*Goal*. Pull out each line of the listing below that contains the word "every".

*Listing*.
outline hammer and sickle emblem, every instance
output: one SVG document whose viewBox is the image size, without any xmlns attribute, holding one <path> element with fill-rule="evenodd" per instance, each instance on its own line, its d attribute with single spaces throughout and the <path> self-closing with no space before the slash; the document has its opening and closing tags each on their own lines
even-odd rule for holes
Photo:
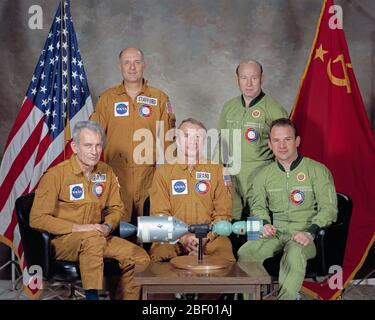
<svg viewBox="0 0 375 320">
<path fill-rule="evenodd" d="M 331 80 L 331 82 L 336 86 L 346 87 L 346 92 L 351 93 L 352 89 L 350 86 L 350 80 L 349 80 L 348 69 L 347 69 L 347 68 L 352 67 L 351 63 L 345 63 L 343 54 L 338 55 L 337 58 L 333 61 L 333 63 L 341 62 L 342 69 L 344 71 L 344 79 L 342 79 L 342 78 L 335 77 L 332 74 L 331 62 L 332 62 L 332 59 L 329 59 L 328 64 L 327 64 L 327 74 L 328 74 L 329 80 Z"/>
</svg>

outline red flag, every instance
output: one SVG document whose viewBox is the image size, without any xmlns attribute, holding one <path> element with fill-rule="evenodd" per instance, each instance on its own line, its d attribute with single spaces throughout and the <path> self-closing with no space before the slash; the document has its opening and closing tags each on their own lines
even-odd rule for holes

---

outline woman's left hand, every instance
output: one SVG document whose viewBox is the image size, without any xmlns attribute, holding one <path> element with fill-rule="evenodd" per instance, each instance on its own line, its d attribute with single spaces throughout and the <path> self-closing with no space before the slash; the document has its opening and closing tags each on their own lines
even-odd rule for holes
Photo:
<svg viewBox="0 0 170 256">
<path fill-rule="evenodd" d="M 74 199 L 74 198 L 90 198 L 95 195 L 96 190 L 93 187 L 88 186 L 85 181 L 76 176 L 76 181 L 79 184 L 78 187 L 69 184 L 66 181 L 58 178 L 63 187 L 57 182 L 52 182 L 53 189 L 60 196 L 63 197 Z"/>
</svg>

--

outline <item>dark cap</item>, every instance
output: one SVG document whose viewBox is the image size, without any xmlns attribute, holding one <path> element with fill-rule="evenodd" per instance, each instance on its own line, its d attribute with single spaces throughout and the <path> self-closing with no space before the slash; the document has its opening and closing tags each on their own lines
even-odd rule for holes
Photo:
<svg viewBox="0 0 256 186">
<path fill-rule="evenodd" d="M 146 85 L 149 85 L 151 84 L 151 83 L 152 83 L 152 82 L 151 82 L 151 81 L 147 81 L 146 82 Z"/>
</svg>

*Correct response*.
outline hammer and sickle emblem, every instance
outline red flag, every instance
outline woman's left hand, every instance
outline <item>dark cap</item>, every instance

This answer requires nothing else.